● What to produce
Retype, with no pictures, each line from the one that holds "Target: urinal bowl" through the last line of the entries below, both included.

Photo-based referring expression data
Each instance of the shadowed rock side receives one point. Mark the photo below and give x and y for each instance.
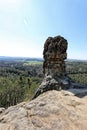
(54, 68)
(53, 110)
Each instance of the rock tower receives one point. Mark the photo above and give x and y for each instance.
(54, 68)
(54, 55)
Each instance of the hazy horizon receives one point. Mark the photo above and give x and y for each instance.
(26, 24)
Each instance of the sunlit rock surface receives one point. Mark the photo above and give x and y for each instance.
(52, 110)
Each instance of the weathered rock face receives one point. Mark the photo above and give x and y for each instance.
(53, 110)
(55, 77)
(54, 55)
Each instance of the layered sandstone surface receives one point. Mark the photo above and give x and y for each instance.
(52, 110)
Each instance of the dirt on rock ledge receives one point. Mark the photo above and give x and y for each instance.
(52, 110)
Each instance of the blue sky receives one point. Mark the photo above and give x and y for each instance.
(26, 24)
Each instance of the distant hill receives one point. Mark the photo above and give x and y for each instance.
(8, 58)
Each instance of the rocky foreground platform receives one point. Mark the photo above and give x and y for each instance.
(52, 110)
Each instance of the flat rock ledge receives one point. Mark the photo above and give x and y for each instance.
(52, 110)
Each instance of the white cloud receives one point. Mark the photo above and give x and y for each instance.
(25, 22)
(10, 47)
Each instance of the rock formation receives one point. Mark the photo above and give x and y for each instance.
(53, 110)
(54, 68)
(54, 55)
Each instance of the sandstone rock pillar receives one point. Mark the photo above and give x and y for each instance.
(54, 55)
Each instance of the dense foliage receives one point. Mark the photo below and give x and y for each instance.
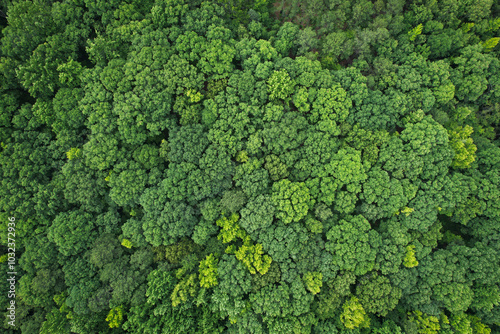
(240, 166)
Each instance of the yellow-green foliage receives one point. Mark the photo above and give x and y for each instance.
(126, 243)
(230, 230)
(426, 324)
(464, 147)
(208, 272)
(353, 314)
(410, 261)
(313, 281)
(115, 317)
(252, 256)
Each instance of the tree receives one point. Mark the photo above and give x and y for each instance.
(353, 315)
(291, 199)
(353, 245)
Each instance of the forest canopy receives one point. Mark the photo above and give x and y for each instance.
(260, 167)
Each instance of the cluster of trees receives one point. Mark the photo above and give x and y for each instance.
(251, 167)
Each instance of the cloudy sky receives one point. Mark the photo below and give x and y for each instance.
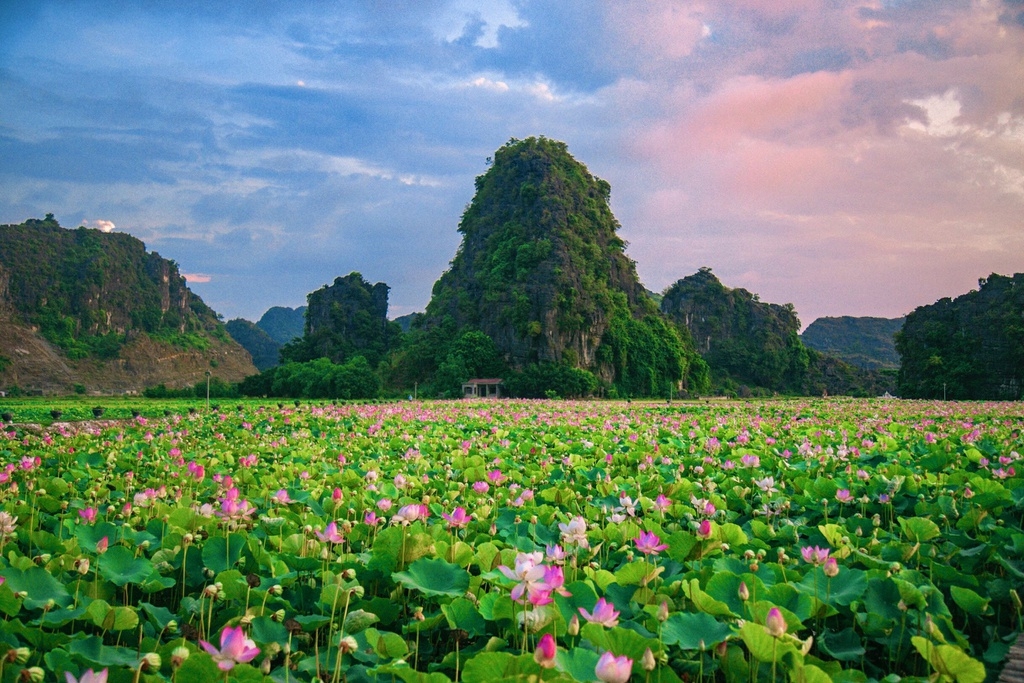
(850, 158)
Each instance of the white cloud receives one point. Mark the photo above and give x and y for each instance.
(487, 84)
(940, 114)
(101, 225)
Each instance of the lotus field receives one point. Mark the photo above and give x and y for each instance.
(546, 541)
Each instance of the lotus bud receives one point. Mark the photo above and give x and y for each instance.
(545, 652)
(775, 623)
(33, 675)
(151, 662)
(178, 655)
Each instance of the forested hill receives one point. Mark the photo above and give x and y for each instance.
(542, 272)
(971, 347)
(865, 342)
(87, 295)
(754, 347)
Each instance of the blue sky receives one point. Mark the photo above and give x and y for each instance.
(851, 158)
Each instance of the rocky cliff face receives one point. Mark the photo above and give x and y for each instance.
(541, 269)
(83, 307)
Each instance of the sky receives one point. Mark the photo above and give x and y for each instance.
(852, 158)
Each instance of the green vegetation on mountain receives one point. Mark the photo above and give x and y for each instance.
(91, 311)
(971, 347)
(754, 347)
(542, 272)
(87, 291)
(264, 350)
(284, 324)
(343, 321)
(865, 342)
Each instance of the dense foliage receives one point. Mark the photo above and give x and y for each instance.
(315, 379)
(264, 350)
(865, 342)
(753, 347)
(87, 291)
(284, 324)
(559, 542)
(542, 271)
(969, 347)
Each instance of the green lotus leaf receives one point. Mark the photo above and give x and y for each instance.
(120, 566)
(970, 601)
(688, 630)
(844, 645)
(359, 620)
(386, 644)
(920, 529)
(462, 614)
(619, 641)
(40, 586)
(763, 646)
(93, 652)
(433, 577)
(494, 667)
(264, 631)
(950, 660)
(220, 554)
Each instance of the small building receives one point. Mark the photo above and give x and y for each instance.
(482, 389)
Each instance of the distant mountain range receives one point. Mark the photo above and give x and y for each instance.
(865, 342)
(89, 311)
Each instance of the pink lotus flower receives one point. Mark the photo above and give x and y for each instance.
(458, 518)
(236, 647)
(331, 535)
(603, 613)
(410, 513)
(775, 623)
(545, 652)
(649, 544)
(88, 677)
(610, 669)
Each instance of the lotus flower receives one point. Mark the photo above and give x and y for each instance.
(613, 670)
(649, 544)
(546, 650)
(236, 647)
(603, 613)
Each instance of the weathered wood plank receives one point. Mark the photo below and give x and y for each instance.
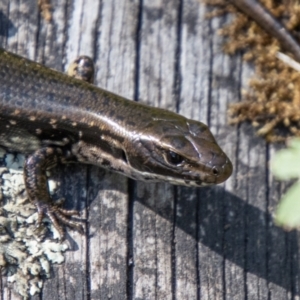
(157, 241)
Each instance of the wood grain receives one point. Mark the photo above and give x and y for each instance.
(158, 241)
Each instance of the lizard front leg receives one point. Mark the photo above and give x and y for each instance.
(36, 185)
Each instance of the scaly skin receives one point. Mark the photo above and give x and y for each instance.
(52, 118)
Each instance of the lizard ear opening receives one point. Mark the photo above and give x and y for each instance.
(124, 157)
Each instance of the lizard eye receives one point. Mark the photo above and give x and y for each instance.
(174, 158)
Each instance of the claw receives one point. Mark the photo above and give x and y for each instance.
(55, 213)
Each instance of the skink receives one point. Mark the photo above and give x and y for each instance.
(53, 118)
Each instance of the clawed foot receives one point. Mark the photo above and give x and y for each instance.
(54, 212)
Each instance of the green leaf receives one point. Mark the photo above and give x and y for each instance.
(288, 211)
(286, 163)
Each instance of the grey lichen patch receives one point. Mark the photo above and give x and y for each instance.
(26, 254)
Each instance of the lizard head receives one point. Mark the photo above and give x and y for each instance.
(179, 151)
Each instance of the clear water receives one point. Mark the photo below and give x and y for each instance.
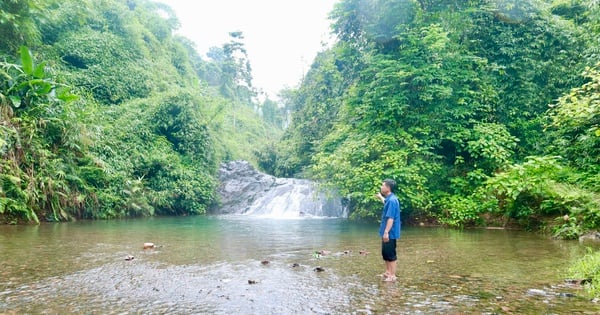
(203, 265)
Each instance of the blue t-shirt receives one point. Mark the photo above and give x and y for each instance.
(391, 209)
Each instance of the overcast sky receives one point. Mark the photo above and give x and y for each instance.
(281, 36)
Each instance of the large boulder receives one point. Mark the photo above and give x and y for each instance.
(240, 185)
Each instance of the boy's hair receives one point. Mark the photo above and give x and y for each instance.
(391, 184)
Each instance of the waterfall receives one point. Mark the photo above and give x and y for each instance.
(246, 191)
(290, 198)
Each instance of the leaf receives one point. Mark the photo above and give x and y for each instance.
(16, 101)
(39, 71)
(26, 60)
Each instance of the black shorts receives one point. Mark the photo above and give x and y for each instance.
(388, 250)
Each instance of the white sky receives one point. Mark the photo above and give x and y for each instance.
(282, 37)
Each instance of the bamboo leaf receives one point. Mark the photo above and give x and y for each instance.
(26, 60)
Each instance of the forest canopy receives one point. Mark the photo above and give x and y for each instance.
(484, 112)
(105, 113)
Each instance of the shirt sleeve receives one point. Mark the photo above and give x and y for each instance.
(392, 209)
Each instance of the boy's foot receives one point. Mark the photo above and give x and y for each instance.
(389, 279)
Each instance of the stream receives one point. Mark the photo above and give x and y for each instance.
(240, 264)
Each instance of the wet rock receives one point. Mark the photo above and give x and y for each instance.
(578, 281)
(566, 294)
(244, 190)
(590, 236)
(536, 292)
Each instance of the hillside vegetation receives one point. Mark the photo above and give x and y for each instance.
(484, 112)
(105, 113)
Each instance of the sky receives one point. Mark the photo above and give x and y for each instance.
(282, 37)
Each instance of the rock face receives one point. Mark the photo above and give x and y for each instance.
(244, 190)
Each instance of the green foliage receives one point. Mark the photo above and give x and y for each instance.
(466, 83)
(356, 166)
(458, 211)
(588, 269)
(142, 137)
(537, 188)
(575, 125)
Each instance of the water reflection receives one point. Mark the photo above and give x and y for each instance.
(204, 264)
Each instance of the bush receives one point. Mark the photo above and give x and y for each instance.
(587, 269)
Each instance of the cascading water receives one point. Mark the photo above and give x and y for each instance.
(246, 191)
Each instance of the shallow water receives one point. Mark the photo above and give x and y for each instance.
(204, 265)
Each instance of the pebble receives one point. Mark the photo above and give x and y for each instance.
(536, 292)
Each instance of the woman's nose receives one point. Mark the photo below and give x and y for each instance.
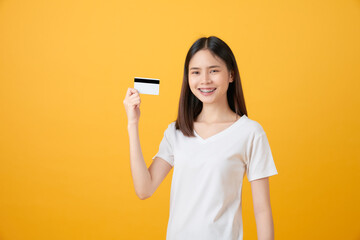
(206, 77)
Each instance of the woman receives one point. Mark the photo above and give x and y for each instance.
(211, 145)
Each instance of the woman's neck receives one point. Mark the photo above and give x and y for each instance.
(211, 113)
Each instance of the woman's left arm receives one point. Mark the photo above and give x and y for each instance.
(262, 208)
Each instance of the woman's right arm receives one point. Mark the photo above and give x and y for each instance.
(145, 180)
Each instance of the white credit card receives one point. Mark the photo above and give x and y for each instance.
(147, 85)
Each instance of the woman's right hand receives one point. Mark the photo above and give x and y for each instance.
(132, 105)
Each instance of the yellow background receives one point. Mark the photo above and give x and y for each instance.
(65, 67)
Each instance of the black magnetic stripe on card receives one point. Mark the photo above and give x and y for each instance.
(145, 80)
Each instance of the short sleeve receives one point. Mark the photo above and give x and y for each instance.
(166, 147)
(260, 163)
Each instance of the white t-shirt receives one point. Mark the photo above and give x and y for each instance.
(205, 196)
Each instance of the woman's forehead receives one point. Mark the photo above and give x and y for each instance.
(205, 58)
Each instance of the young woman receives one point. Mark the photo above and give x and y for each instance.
(211, 145)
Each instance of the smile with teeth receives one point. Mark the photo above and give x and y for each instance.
(207, 90)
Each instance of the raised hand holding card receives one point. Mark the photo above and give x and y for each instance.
(147, 85)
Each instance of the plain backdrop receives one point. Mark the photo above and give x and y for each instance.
(65, 67)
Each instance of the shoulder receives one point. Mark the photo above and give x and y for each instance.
(253, 127)
(170, 130)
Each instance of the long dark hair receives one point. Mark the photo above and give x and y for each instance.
(189, 105)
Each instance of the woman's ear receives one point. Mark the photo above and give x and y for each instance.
(231, 76)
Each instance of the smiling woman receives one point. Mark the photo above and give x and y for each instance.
(211, 146)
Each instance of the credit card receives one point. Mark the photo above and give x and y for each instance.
(147, 85)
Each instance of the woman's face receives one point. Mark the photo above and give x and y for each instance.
(208, 72)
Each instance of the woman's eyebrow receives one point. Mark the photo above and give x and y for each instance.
(213, 66)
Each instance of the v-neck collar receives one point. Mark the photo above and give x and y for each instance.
(216, 135)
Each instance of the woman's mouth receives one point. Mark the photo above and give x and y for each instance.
(207, 91)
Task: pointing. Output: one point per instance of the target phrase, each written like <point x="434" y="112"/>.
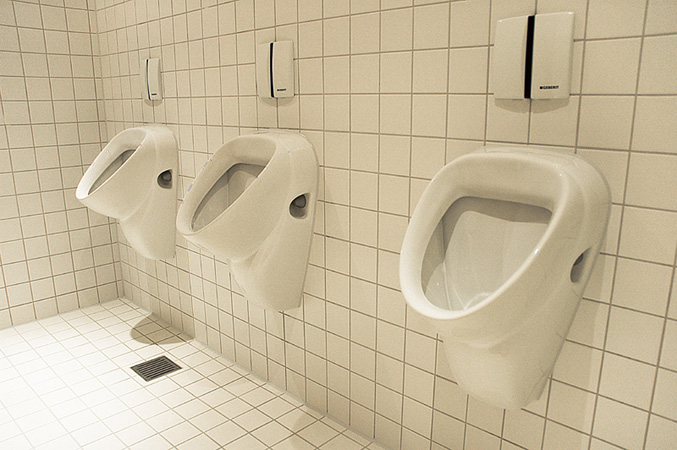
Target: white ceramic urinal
<point x="496" y="257"/>
<point x="253" y="205"/>
<point x="132" y="180"/>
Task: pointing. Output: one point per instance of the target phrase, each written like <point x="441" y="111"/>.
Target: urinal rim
<point x="410" y="278"/>
<point x="143" y="143"/>
<point x="188" y="206"/>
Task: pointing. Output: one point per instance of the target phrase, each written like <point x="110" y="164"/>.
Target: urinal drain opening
<point x="155" y="368"/>
<point x="298" y="206"/>
<point x="165" y="179"/>
<point x="577" y="267"/>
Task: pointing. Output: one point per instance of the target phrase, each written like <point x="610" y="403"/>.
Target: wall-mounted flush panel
<point x="275" y="69"/>
<point x="533" y="56"/>
<point x="152" y="79"/>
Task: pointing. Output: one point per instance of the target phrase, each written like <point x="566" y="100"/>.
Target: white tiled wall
<point x="55" y="255"/>
<point x="390" y="91"/>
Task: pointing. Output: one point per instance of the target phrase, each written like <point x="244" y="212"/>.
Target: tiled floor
<point x="65" y="383"/>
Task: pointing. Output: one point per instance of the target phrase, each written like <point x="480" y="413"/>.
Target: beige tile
<point x="669" y="350"/>
<point x="662" y="433"/>
<point x="554" y="122"/>
<point x="661" y="17"/>
<point x="613" y="165"/>
<point x="396" y="29"/>
<point x="655" y="128"/>
<point x="466" y="116"/>
<point x="627" y="381"/>
<point x="656" y="74"/>
<point x="430" y="71"/>
<point x="615" y="18"/>
<point x="523" y="428"/>
<point x="634" y="334"/>
<point x="619" y="424"/>
<point x="665" y="397"/>
<point x="558" y="436"/>
<point x="508" y="120"/>
<point x="605" y="122"/>
<point x="642" y="286"/>
<point x="649" y="235"/>
<point x="468" y="70"/>
<point x="431" y="26"/>
<point x="571" y="406"/>
<point x="611" y="66"/>
<point x="652" y="182"/>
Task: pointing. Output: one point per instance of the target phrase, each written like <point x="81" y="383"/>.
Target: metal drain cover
<point x="155" y="368"/>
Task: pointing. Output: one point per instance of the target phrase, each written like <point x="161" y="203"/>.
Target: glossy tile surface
<point x="65" y="383"/>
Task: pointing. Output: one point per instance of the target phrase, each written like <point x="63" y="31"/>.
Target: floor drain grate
<point x="155" y="368"/>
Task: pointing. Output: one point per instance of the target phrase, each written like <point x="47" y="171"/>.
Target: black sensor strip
<point x="148" y="79"/>
<point x="272" y="90"/>
<point x="529" y="56"/>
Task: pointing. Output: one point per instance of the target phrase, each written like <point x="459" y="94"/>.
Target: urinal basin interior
<point x="477" y="246"/>
<point x="114" y="166"/>
<point x="224" y="192"/>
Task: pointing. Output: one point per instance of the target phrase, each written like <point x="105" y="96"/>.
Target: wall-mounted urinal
<point x="253" y="205"/>
<point x="496" y="257"/>
<point x="132" y="180"/>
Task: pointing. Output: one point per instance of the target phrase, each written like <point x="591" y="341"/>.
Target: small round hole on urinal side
<point x="577" y="267"/>
<point x="165" y="179"/>
<point x="299" y="206"/>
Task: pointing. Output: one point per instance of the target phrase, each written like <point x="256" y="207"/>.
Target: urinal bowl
<point x="253" y="205"/>
<point x="496" y="257"/>
<point x="132" y="180"/>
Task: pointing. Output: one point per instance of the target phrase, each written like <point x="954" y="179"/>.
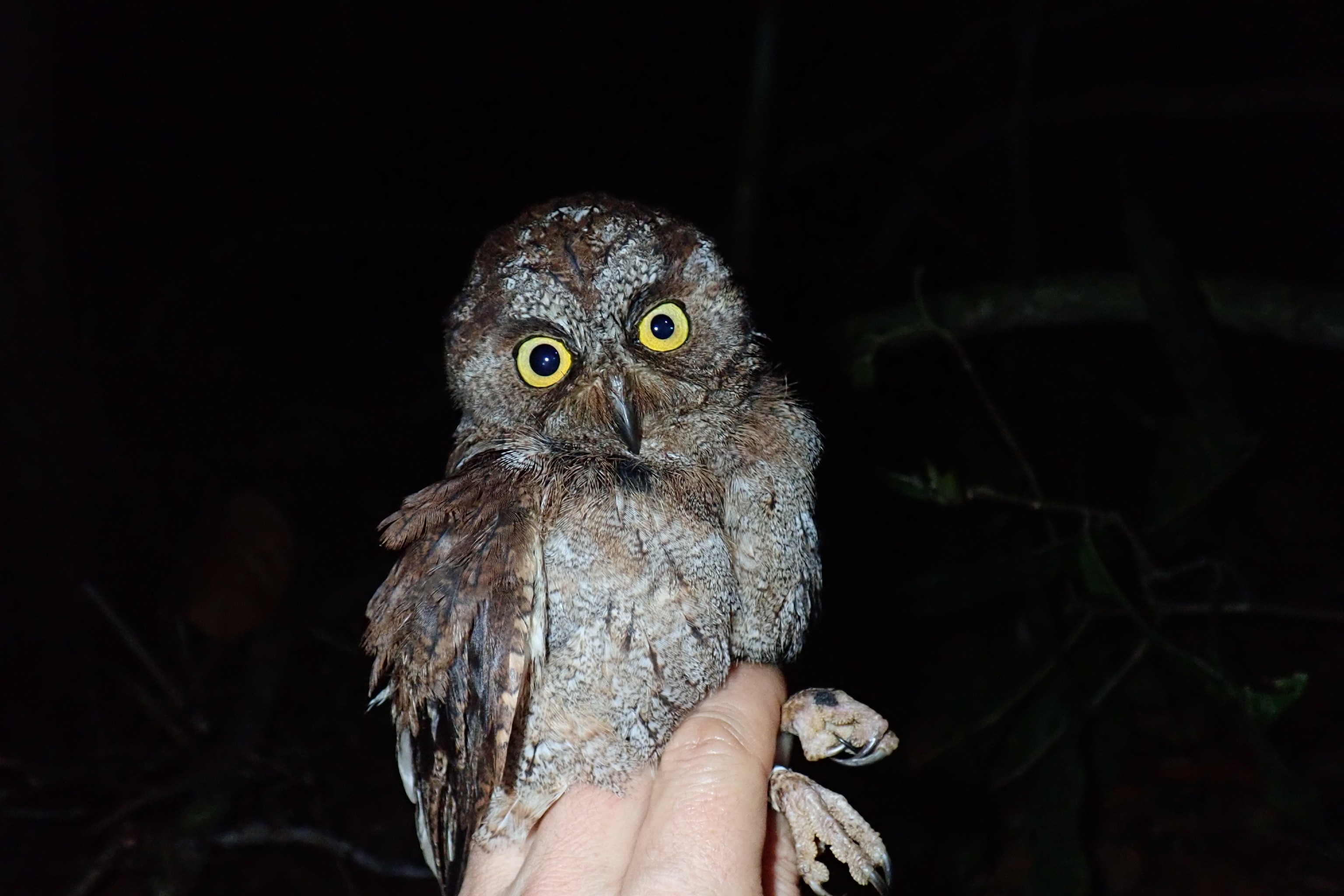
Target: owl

● Finished task
Target: urinal bowl
<point x="253" y="205"/>
<point x="496" y="257"/>
<point x="132" y="180"/>
Task: pointing. Output: one point per instance of the target phrase, each written like <point x="954" y="179"/>.
Target: owl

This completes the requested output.